• WHAT THIS TASK INVOLVES: Reproduce every line of the material below, but drop the pictures.

• RECORDS FOR PROCESSING:
....

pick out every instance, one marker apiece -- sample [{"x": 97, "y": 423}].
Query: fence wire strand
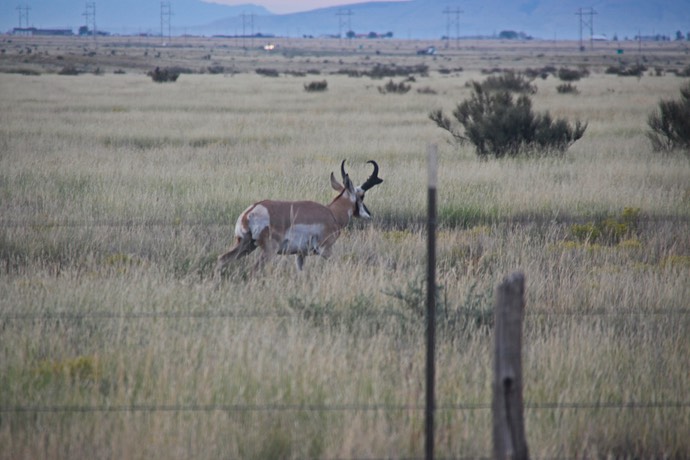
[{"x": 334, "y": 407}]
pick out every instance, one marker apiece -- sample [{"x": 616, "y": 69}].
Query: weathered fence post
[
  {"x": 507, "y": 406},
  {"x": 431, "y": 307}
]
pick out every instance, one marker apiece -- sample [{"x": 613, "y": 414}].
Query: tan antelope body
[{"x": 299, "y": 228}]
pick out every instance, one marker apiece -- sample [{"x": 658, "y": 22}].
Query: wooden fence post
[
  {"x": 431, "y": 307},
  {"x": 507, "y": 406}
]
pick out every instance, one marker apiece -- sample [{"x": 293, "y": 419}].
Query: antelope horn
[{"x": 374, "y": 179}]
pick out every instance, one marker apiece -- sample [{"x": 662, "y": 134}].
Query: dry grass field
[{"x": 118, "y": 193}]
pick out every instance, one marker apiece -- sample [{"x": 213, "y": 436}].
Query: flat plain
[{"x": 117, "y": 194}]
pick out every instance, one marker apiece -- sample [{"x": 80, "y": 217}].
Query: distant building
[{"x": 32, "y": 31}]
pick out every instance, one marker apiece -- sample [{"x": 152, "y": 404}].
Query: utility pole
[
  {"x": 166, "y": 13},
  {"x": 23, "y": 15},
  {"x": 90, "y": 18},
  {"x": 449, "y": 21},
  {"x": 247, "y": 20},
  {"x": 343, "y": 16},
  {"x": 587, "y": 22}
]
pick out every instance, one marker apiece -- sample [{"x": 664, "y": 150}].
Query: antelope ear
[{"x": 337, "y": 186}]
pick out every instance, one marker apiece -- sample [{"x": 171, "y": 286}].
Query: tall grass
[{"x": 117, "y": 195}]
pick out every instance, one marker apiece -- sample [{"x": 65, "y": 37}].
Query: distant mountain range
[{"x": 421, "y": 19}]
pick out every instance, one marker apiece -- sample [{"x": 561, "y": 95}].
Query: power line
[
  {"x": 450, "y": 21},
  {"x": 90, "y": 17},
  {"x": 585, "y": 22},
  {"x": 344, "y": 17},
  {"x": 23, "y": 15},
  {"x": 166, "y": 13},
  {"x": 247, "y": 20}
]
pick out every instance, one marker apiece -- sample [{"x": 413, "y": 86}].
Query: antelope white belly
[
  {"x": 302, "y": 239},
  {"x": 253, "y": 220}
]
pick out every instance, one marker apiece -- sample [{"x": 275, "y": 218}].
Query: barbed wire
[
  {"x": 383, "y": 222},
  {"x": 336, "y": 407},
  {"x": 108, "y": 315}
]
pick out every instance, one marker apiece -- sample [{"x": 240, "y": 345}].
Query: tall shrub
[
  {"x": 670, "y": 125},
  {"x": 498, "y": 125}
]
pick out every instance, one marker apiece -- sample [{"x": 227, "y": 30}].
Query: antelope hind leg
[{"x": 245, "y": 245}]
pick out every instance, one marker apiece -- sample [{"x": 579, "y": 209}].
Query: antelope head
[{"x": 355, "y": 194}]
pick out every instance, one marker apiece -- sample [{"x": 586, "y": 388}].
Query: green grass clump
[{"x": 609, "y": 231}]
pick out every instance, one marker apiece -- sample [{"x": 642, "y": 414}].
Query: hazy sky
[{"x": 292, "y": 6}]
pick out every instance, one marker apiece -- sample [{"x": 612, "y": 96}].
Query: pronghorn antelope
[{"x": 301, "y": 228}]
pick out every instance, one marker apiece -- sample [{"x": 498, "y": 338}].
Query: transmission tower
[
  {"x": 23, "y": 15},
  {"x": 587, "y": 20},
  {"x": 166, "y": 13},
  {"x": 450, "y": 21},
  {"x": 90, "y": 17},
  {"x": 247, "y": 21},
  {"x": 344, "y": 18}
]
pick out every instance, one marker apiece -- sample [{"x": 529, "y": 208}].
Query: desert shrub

....

• EXERCISE ANSWER:
pick out every instance, one marker apiece -- sample [{"x": 97, "y": 423}].
Query: fence wire strand
[{"x": 334, "y": 407}]
pick out every instance, one marker apiece -- sample [{"x": 616, "y": 69}].
Query: weathered fence post
[
  {"x": 507, "y": 406},
  {"x": 431, "y": 307}
]
pick out every instance, one marker apiece -- sample [{"x": 613, "y": 414}].
Query: tan antelope body
[{"x": 299, "y": 228}]
pick out every instance, one marker apiece -- sample [{"x": 658, "y": 22}].
Query: wooden fence post
[
  {"x": 431, "y": 307},
  {"x": 507, "y": 406}
]
pick out every instance, one marker apiece -- sample [{"x": 293, "y": 419}].
Query: antelope horn
[{"x": 374, "y": 179}]
pick out every instance, one marker apiece -- sample [{"x": 662, "y": 134}].
Query: dry grass field
[{"x": 118, "y": 193}]
pick out every instance, one marker apiece -- sample [{"x": 213, "y": 436}].
Query: flat plain
[{"x": 117, "y": 194}]
pick out every instance, one marker apiece -- sample [{"x": 80, "y": 217}].
Query: distant building
[{"x": 32, "y": 31}]
pick out every instance, one marker apiece -- sample [{"x": 152, "y": 404}].
Query: utility pole
[
  {"x": 166, "y": 13},
  {"x": 23, "y": 15},
  {"x": 90, "y": 18},
  {"x": 449, "y": 21},
  {"x": 247, "y": 20},
  {"x": 343, "y": 16},
  {"x": 587, "y": 22}
]
pick out every instance, one marker apiece -- sample [{"x": 664, "y": 150}].
Query: antelope ear
[{"x": 337, "y": 186}]
pick out every instance, one marker apiece -- sample [{"x": 171, "y": 286}].
Query: tall grass
[{"x": 117, "y": 195}]
pick out every instance, one marker apiece -- sample [{"x": 65, "y": 37}].
Query: distant mountain range
[{"x": 421, "y": 19}]
pick out every instance, one marker apiece -- sample [{"x": 561, "y": 95}].
Query: power line
[
  {"x": 450, "y": 21},
  {"x": 90, "y": 17},
  {"x": 585, "y": 22},
  {"x": 344, "y": 17},
  {"x": 23, "y": 15},
  {"x": 166, "y": 13},
  {"x": 247, "y": 20}
]
pick out every instance, one marker apiece -- sample [{"x": 413, "y": 86}].
Query: antelope white belly
[
  {"x": 302, "y": 239},
  {"x": 253, "y": 220}
]
pick out every instance, one marker apiece -- sample [{"x": 275, "y": 218}].
Query: barbed wire
[
  {"x": 383, "y": 222},
  {"x": 336, "y": 407},
  {"x": 108, "y": 315}
]
pick out every instance, one marker apiece -- sample [{"x": 240, "y": 345}].
Query: tall shrub
[
  {"x": 670, "y": 125},
  {"x": 498, "y": 125}
]
pick out every instance, one marker apiece -- sample [{"x": 227, "y": 30}].
Query: antelope hind leg
[{"x": 245, "y": 245}]
pick out every instance, one marker apiece -- sample [{"x": 579, "y": 209}].
Query: antelope head
[{"x": 355, "y": 194}]
pick out every instance, one marker apiece -- sample [{"x": 586, "y": 388}].
Query: green grass clump
[{"x": 609, "y": 231}]
pick out every instance, one marker apiece -- sample [{"x": 642, "y": 414}].
Query: hazy sky
[{"x": 292, "y": 6}]
pick out every instance, one marker apiece -- sample [{"x": 612, "y": 96}].
Query: pronghorn antelope
[{"x": 301, "y": 228}]
pick out every instance, one marker apiece -- sample [{"x": 498, "y": 338}].
Query: transmission tower
[
  {"x": 23, "y": 15},
  {"x": 587, "y": 20},
  {"x": 166, "y": 13},
  {"x": 450, "y": 21},
  {"x": 90, "y": 17},
  {"x": 247, "y": 21},
  {"x": 344, "y": 18}
]
pick out every instance, one marker apiece -- sample [{"x": 529, "y": 208}].
Query: desert shrub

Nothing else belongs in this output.